▸ The request:
Count how many lines in the rows below contain the string "kitchen", treating uppercase and lowercase letters as different. Give only the number.

▸ Listed records:
----

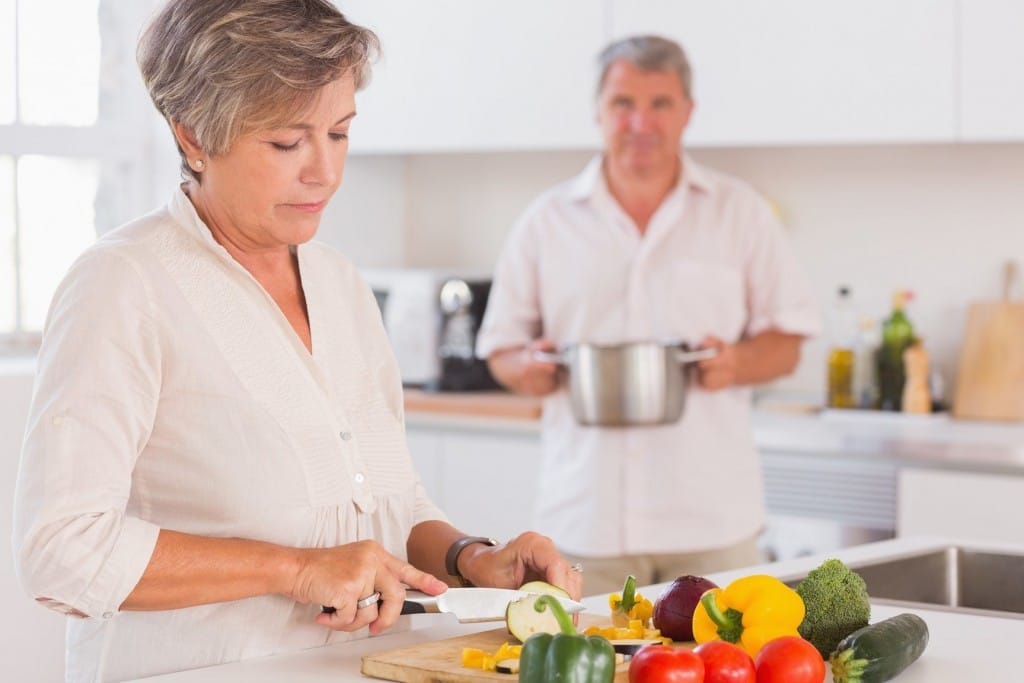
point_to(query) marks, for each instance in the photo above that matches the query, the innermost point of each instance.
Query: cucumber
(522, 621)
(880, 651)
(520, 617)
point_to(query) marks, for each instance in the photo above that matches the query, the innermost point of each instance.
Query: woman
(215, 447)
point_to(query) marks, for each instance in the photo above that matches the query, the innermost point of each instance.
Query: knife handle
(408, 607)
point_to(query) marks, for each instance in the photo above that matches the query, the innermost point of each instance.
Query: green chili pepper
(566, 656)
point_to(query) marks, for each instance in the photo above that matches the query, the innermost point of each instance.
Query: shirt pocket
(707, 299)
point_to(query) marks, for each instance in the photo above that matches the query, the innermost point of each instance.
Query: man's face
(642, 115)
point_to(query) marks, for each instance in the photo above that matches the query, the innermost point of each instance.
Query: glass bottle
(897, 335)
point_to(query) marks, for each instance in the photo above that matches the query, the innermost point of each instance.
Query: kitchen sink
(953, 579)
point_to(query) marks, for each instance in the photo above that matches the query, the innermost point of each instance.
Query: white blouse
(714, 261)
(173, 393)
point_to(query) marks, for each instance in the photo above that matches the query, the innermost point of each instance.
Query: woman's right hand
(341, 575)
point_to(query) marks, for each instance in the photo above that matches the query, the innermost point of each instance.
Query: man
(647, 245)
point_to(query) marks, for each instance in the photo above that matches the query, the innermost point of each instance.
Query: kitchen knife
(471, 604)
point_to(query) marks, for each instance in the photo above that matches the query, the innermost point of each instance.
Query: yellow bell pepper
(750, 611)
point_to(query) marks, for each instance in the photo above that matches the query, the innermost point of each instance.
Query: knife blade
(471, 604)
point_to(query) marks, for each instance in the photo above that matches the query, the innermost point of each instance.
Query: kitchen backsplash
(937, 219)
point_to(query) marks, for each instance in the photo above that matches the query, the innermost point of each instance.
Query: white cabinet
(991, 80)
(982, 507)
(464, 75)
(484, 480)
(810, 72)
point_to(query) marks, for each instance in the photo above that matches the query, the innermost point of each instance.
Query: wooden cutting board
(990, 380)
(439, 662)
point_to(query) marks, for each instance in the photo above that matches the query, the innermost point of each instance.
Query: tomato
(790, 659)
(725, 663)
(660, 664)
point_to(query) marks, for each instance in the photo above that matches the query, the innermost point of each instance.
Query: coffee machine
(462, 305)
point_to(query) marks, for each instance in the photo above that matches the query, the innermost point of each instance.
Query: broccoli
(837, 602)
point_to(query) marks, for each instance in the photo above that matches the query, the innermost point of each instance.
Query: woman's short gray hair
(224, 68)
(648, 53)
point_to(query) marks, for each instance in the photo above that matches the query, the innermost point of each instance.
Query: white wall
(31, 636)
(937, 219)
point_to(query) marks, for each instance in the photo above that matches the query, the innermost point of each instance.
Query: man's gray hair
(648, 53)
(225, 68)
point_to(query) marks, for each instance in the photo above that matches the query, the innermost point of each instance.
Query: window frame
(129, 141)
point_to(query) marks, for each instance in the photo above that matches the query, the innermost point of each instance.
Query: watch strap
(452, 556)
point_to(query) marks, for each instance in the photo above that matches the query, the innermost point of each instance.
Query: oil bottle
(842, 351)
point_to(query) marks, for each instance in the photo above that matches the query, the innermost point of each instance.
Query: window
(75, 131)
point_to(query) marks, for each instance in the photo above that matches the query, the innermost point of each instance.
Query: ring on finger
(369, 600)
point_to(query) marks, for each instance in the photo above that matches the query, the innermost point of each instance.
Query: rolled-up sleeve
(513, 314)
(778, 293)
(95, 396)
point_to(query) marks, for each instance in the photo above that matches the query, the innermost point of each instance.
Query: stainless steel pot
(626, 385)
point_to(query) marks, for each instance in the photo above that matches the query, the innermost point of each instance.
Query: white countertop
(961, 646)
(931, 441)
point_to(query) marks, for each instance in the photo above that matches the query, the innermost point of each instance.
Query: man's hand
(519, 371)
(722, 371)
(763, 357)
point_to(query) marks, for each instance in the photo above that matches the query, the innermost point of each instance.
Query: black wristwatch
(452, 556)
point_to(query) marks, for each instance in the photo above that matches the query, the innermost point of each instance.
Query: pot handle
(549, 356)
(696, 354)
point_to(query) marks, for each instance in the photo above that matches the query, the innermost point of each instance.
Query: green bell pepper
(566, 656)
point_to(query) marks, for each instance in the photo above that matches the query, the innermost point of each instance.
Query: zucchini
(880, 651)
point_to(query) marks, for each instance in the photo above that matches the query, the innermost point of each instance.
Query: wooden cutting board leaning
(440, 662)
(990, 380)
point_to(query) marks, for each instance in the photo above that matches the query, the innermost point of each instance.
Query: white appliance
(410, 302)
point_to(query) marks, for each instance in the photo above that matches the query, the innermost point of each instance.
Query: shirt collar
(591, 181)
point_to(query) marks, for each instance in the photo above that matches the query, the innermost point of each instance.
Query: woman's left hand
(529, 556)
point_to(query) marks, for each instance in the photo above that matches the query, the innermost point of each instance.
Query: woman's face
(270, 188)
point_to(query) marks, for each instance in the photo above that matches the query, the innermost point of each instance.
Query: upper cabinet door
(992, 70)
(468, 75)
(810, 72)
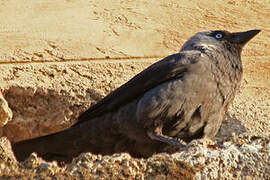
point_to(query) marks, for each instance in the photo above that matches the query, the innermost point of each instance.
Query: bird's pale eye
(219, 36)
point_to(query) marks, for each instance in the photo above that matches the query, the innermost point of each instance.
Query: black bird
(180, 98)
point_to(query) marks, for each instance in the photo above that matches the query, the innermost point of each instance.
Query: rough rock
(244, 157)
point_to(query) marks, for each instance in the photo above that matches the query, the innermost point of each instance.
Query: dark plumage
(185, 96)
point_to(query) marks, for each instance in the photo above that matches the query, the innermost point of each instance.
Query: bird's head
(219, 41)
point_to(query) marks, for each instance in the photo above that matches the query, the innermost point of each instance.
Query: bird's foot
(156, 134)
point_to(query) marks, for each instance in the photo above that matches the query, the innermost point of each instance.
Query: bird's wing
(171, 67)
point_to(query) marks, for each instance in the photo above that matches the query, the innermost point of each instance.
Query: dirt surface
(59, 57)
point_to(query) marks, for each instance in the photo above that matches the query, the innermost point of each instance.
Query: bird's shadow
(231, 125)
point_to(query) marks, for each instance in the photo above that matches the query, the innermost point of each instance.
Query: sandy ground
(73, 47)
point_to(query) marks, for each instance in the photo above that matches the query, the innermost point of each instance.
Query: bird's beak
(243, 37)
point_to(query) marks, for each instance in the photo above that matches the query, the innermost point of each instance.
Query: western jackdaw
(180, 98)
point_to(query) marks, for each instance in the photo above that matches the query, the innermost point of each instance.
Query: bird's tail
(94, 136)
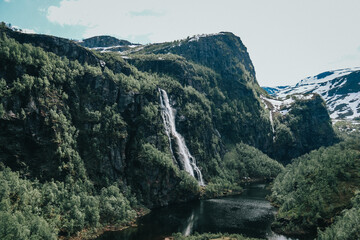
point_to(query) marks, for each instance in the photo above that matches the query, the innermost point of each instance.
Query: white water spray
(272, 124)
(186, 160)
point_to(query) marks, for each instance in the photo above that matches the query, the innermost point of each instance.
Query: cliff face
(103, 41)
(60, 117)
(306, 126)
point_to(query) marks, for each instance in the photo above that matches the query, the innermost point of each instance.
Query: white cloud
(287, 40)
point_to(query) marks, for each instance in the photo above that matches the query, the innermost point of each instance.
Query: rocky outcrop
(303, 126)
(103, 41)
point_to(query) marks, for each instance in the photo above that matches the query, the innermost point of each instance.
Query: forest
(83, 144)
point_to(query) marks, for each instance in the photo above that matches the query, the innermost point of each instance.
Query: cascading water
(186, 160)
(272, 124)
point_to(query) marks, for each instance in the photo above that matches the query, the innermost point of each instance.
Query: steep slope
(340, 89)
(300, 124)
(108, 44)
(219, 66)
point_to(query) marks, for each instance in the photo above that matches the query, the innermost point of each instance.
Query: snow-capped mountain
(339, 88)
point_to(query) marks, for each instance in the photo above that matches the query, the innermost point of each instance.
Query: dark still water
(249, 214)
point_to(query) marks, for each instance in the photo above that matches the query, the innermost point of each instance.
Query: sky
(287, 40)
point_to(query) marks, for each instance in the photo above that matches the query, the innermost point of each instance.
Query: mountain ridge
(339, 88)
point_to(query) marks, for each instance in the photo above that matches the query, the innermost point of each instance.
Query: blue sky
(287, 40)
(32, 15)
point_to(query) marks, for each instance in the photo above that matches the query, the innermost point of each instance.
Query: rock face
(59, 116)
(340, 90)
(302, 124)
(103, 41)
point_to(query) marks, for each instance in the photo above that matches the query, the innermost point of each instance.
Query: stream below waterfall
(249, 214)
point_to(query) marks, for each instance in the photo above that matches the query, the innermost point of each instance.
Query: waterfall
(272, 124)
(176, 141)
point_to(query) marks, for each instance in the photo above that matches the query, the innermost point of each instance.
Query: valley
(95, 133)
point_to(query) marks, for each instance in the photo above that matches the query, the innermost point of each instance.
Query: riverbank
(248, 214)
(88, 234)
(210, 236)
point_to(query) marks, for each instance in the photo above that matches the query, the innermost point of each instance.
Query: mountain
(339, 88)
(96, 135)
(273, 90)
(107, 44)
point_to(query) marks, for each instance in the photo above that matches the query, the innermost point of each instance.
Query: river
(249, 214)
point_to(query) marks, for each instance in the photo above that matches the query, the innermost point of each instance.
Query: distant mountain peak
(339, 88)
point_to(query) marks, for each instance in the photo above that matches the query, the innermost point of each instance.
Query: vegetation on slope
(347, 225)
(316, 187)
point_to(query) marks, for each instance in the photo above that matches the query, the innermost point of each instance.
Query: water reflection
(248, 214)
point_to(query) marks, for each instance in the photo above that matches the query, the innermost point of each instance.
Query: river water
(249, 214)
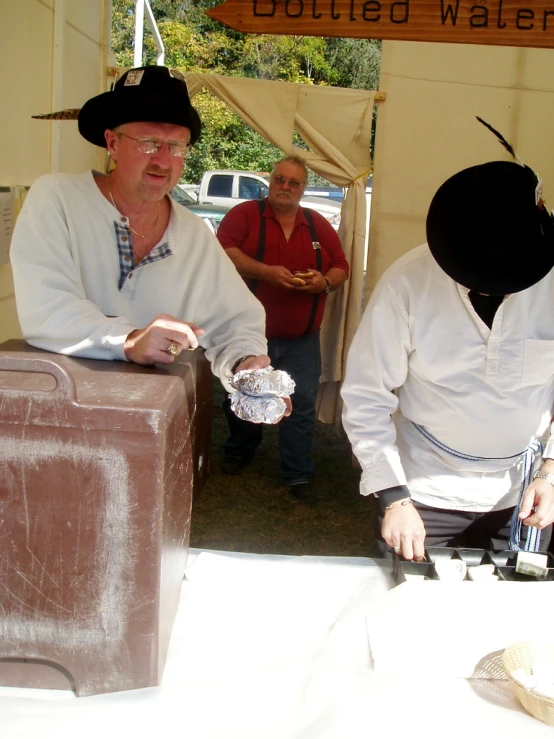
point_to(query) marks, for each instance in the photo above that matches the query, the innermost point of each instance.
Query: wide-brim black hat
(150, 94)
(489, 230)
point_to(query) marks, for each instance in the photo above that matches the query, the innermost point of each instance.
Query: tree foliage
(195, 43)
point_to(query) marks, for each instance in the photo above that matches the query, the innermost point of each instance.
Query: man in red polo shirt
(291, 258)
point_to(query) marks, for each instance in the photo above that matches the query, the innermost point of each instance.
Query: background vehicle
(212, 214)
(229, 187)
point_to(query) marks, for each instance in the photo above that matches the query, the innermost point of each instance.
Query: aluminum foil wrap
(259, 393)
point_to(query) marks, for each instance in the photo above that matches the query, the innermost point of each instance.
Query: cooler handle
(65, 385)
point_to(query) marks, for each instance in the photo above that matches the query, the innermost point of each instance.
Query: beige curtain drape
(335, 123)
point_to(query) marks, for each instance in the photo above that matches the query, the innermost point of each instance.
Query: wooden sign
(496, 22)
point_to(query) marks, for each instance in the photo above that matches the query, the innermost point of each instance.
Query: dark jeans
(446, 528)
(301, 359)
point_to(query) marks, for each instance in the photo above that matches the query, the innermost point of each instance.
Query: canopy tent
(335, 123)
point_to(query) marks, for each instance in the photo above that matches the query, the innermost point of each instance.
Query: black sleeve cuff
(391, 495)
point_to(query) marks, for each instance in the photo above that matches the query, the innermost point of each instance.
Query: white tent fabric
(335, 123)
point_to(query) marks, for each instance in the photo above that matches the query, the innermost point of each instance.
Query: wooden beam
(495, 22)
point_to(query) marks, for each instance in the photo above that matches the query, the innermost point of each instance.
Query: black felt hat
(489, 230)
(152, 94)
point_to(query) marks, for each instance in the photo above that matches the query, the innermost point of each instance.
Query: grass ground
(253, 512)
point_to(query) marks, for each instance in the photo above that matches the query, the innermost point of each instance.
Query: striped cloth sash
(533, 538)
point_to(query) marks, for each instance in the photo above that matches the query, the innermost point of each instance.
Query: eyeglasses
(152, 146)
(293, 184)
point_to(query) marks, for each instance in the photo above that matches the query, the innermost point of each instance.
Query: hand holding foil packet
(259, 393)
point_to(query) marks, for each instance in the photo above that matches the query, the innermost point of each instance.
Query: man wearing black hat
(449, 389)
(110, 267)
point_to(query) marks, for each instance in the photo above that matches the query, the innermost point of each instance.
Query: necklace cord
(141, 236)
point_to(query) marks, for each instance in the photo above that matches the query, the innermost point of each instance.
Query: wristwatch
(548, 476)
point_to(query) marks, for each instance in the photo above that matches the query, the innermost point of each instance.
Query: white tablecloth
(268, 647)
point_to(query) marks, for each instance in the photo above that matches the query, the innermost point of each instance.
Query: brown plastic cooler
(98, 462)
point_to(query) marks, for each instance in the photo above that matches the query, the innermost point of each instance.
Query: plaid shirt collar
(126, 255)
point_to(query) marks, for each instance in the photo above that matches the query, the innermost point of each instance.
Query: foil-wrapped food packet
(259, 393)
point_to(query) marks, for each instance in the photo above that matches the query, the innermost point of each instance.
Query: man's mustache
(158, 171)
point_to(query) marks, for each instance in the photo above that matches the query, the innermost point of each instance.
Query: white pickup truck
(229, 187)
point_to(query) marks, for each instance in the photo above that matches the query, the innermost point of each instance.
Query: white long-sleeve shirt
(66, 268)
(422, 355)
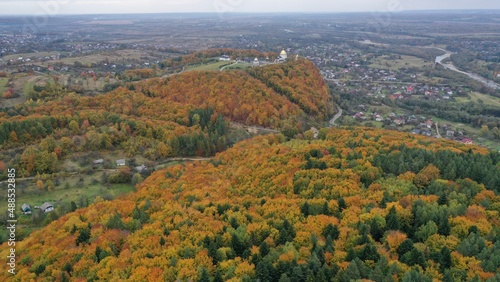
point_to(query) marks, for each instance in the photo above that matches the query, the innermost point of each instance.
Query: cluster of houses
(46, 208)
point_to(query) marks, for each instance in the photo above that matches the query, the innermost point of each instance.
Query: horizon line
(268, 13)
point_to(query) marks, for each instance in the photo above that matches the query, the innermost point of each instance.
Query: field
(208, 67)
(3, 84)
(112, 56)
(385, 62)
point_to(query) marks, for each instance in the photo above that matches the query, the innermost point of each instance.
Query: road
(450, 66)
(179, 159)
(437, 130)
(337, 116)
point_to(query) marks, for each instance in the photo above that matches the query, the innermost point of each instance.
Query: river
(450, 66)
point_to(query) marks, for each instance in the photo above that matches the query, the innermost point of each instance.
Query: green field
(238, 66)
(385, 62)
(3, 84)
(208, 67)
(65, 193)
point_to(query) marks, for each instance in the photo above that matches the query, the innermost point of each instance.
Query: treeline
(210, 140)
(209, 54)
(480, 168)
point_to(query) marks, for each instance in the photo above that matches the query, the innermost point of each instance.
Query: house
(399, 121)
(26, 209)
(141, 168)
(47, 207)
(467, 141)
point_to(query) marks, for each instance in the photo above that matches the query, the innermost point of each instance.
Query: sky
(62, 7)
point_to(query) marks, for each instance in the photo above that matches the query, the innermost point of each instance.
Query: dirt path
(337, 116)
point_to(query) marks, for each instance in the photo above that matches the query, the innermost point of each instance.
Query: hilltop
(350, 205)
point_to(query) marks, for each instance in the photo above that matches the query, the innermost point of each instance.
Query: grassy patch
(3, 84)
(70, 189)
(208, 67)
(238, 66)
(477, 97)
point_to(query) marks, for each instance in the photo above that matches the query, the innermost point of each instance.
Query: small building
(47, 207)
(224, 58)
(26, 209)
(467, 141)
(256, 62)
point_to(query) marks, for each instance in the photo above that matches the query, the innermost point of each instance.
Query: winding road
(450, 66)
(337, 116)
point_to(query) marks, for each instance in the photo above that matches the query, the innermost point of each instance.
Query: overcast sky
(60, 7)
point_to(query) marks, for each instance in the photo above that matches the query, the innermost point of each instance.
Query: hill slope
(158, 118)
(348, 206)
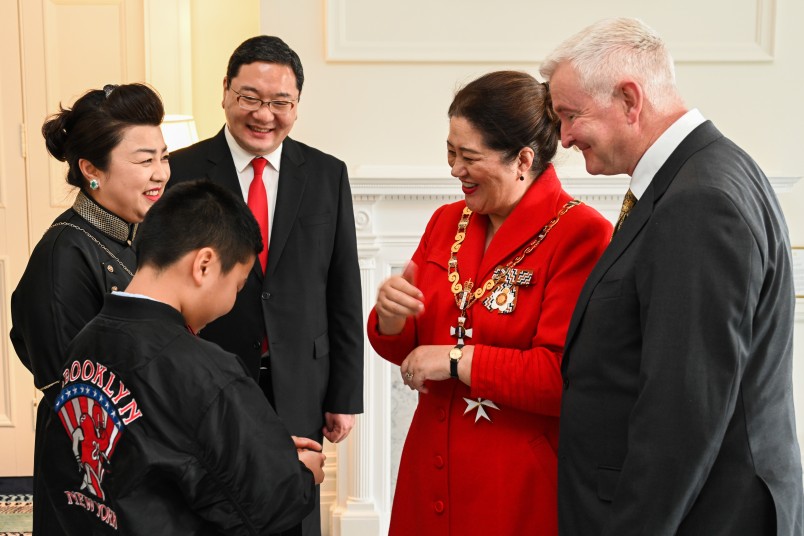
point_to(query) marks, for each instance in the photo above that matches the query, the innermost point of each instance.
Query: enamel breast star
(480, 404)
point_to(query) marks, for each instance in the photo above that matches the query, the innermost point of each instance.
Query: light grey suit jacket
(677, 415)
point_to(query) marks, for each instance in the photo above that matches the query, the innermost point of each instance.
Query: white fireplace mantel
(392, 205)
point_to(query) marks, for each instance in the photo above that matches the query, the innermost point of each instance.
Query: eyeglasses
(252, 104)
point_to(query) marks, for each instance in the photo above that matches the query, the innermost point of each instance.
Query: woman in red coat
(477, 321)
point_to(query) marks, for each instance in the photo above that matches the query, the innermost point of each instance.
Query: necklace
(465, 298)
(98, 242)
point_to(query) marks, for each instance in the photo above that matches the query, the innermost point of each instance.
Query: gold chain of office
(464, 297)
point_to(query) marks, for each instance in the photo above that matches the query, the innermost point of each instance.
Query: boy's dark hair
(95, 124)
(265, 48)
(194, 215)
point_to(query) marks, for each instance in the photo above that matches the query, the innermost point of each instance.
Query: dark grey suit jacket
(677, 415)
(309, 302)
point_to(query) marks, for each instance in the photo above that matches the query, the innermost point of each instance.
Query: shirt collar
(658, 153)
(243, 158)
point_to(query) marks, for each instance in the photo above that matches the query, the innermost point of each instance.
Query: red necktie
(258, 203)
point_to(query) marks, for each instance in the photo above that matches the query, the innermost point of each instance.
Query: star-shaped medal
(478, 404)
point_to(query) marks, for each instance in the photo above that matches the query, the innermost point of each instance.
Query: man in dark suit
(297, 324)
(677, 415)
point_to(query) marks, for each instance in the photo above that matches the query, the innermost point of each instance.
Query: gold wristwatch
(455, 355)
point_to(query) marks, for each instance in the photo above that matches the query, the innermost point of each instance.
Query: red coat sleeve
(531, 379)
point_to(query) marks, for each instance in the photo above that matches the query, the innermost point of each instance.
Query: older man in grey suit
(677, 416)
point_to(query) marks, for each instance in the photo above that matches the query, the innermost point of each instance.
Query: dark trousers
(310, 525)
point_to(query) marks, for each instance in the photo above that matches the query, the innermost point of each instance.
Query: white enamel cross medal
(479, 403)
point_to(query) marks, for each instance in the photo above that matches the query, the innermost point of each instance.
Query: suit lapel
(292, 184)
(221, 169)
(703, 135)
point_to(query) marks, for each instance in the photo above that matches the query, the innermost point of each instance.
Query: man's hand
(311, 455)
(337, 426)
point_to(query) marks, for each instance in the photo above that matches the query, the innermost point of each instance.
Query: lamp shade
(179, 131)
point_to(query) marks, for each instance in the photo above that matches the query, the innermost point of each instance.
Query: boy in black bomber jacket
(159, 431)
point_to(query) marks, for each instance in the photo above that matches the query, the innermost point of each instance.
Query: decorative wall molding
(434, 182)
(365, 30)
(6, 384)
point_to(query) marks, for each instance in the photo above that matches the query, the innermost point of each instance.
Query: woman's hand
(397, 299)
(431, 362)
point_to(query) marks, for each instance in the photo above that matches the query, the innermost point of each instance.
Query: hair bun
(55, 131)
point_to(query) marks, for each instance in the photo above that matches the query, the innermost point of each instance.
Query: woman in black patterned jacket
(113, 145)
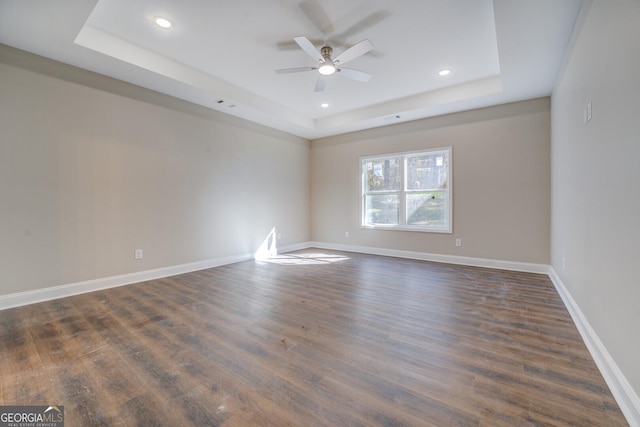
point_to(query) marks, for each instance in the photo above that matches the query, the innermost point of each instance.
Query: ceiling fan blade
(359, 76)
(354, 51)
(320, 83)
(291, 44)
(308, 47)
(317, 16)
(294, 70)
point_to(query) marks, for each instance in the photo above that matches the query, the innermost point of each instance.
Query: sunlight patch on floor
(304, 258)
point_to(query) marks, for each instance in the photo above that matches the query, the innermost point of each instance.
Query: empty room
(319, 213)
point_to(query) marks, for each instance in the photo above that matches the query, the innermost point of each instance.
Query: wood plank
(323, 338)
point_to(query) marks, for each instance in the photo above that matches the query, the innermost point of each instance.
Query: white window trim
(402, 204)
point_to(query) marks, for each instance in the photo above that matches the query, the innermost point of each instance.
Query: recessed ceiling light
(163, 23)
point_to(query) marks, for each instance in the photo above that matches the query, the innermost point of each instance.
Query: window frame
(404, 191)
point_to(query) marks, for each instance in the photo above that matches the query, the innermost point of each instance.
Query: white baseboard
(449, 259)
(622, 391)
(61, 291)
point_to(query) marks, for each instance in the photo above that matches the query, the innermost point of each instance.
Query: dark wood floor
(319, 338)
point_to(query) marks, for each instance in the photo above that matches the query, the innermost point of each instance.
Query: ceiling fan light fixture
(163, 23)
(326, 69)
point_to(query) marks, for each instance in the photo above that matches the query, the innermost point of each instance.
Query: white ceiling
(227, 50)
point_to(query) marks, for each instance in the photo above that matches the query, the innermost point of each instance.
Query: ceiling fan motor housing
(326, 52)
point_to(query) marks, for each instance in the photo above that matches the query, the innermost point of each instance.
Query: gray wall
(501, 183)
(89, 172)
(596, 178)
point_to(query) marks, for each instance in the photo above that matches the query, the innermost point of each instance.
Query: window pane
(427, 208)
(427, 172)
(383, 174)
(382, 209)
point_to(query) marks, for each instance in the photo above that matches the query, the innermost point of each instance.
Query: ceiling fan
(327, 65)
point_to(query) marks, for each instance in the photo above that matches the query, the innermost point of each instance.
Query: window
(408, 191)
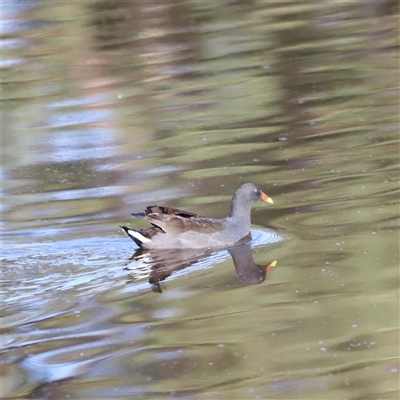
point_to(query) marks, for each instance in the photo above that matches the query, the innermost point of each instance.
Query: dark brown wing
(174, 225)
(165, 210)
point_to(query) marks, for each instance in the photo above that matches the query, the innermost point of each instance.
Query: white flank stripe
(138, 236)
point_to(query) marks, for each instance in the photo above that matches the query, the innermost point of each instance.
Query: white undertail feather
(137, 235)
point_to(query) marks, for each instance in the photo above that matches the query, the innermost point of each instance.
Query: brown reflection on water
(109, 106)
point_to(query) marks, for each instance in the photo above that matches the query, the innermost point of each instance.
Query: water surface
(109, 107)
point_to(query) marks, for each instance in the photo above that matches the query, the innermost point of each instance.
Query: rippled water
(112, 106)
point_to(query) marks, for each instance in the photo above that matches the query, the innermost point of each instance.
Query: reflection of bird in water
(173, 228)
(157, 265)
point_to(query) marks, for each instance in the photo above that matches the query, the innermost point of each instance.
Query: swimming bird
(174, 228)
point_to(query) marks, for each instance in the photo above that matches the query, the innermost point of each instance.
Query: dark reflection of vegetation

----

▸ Exercise output:
3